### Available data
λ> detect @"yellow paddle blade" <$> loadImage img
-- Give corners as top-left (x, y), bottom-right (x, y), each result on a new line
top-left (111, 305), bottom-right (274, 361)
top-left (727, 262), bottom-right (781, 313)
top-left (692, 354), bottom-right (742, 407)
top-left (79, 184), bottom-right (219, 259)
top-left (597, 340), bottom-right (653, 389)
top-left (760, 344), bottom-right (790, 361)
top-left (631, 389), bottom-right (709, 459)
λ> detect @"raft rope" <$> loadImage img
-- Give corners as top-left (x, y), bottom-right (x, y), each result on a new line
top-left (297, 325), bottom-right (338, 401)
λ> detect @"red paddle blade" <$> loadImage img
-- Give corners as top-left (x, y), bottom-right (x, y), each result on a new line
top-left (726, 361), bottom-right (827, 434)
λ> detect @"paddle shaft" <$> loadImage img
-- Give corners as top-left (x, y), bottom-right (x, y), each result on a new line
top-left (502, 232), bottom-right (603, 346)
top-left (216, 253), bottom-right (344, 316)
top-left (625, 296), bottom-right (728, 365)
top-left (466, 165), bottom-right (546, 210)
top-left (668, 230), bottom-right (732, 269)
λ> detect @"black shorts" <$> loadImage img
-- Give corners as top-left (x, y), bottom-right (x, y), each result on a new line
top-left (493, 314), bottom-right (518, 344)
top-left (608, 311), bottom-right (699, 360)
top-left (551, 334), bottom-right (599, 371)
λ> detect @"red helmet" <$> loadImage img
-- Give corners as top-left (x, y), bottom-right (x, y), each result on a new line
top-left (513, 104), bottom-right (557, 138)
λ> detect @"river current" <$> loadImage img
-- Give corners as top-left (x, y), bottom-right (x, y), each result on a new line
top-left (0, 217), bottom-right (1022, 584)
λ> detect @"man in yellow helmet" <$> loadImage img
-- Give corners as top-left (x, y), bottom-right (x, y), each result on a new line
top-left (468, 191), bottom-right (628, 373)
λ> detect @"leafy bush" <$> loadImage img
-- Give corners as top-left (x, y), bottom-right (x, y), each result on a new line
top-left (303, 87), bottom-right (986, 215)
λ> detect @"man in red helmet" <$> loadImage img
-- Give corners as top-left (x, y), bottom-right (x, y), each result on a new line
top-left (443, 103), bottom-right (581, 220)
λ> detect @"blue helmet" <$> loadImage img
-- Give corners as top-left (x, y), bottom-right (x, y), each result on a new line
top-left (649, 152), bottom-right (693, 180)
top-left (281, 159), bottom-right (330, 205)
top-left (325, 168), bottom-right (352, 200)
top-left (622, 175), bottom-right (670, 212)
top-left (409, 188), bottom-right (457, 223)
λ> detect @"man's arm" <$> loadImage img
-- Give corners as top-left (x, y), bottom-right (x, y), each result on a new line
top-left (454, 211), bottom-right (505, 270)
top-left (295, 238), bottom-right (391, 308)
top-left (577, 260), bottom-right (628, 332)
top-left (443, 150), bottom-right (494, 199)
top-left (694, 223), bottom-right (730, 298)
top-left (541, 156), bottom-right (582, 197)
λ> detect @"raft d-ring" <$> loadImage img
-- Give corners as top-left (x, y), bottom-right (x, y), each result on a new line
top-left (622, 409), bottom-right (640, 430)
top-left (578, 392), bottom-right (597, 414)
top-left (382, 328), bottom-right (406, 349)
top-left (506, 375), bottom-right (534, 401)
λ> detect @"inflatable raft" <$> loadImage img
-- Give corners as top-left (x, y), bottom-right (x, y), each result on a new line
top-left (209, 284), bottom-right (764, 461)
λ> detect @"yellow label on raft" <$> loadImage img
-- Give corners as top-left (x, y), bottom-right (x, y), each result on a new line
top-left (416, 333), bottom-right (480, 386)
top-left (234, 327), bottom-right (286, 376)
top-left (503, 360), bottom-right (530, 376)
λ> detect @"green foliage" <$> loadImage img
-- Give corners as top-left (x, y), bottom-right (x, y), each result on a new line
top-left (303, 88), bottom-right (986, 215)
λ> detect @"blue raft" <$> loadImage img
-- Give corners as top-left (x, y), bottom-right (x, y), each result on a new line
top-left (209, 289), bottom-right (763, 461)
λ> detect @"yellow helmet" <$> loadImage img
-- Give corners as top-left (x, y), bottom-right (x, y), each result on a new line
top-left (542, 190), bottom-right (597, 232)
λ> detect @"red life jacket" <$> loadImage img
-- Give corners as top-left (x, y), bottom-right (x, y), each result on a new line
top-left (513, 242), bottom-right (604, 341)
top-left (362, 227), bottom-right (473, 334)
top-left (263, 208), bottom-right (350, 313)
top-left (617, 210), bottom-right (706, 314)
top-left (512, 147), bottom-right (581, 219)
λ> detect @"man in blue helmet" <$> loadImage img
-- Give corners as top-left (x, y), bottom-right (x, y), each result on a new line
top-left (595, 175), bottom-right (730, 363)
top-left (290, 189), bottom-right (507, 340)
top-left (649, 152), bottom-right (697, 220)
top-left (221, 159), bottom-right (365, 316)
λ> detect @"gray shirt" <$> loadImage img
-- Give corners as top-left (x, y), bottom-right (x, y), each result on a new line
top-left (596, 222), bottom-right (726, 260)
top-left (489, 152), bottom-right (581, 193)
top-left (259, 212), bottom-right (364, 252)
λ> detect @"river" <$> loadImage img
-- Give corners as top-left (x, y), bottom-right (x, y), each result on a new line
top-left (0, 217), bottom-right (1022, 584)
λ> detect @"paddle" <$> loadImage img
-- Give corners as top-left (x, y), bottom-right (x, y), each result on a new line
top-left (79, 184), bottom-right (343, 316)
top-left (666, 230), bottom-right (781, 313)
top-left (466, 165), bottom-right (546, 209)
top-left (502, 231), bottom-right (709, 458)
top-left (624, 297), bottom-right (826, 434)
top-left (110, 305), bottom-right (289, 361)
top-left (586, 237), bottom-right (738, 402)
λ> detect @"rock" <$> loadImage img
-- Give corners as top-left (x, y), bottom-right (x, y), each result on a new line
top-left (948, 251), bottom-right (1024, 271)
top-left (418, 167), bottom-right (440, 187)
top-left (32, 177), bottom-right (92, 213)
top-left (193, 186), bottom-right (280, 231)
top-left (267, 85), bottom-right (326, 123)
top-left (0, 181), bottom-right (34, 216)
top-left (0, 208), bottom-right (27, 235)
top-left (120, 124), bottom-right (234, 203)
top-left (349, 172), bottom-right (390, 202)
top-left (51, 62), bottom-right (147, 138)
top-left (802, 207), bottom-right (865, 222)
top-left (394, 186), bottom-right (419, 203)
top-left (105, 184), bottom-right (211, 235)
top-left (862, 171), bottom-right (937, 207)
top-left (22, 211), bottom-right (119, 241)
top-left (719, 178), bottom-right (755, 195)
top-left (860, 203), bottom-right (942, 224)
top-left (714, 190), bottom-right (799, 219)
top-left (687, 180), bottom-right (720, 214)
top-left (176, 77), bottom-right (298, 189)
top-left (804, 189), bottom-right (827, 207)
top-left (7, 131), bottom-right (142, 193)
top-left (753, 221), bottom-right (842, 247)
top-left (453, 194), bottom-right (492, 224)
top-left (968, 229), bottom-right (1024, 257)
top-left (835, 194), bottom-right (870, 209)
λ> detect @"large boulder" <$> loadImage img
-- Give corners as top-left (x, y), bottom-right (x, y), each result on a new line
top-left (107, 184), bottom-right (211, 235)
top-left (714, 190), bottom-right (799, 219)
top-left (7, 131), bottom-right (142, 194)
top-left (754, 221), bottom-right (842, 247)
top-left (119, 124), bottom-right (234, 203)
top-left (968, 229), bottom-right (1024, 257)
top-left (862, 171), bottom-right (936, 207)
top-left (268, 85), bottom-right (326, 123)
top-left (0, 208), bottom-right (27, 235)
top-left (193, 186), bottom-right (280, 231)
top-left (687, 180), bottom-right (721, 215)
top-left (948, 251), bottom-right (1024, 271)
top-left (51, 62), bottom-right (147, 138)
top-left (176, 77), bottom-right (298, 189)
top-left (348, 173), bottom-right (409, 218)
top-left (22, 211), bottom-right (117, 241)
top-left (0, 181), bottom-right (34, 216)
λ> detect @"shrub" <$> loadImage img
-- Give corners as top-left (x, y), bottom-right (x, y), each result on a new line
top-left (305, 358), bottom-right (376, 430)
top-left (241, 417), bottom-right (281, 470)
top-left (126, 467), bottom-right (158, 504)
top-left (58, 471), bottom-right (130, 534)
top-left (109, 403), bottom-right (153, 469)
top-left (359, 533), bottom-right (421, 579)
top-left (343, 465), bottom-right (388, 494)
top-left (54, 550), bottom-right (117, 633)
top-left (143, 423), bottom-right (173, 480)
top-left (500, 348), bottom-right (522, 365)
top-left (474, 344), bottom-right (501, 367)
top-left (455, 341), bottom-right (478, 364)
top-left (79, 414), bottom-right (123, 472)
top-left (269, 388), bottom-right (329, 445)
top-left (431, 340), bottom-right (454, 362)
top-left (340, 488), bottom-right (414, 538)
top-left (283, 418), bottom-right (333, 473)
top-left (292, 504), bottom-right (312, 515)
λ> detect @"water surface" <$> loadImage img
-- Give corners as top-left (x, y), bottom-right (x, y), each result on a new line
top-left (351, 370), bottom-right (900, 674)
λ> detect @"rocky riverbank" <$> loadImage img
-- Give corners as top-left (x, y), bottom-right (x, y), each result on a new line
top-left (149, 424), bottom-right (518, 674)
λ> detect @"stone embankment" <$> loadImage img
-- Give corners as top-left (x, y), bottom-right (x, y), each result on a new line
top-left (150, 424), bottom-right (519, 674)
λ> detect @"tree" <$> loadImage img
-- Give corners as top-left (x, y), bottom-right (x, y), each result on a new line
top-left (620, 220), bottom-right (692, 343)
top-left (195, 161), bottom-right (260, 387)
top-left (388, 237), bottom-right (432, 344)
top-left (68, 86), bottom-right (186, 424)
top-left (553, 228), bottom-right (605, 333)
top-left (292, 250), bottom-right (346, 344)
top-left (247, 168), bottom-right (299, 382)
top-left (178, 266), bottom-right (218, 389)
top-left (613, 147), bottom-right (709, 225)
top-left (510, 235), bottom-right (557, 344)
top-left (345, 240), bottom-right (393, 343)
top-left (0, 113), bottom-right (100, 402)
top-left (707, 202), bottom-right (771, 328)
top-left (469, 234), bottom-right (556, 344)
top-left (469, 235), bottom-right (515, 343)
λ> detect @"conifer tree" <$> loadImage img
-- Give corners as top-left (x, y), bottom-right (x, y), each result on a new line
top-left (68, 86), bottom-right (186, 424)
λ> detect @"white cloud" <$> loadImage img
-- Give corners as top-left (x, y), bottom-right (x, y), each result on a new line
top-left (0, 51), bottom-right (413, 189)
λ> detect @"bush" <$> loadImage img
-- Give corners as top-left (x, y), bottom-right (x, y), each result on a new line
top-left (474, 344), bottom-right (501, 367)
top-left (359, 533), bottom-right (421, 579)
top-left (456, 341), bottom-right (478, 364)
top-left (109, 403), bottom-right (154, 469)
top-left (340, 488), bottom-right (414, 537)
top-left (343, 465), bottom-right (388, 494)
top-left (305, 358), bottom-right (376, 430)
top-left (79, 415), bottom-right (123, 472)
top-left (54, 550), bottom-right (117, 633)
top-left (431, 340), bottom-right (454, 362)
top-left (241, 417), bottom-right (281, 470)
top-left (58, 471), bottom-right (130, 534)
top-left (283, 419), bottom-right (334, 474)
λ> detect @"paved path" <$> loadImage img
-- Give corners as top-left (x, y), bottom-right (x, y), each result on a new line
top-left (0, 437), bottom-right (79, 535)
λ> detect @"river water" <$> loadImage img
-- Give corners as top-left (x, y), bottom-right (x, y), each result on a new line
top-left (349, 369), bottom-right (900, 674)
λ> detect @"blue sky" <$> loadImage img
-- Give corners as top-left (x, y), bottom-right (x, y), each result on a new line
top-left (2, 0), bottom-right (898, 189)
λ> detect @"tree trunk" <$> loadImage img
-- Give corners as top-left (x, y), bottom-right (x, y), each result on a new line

### Problem to work on
If a line of the data above holds the string "paddle", count it, then state only the total.

### Expected answer
4